Rewrite these lines, substituting "box coordinates" for "bounding boxes" and leaving everything else as it is.

++++++++

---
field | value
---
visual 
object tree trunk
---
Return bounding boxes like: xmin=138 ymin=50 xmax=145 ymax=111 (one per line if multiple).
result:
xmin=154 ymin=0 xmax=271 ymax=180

++++++++

**Final result**
---
field | value
---
visual 
object tree trunk
---
Return box coordinates like: xmin=138 ymin=50 xmax=145 ymax=111 (one per line if multiple).
result:
xmin=154 ymin=0 xmax=271 ymax=180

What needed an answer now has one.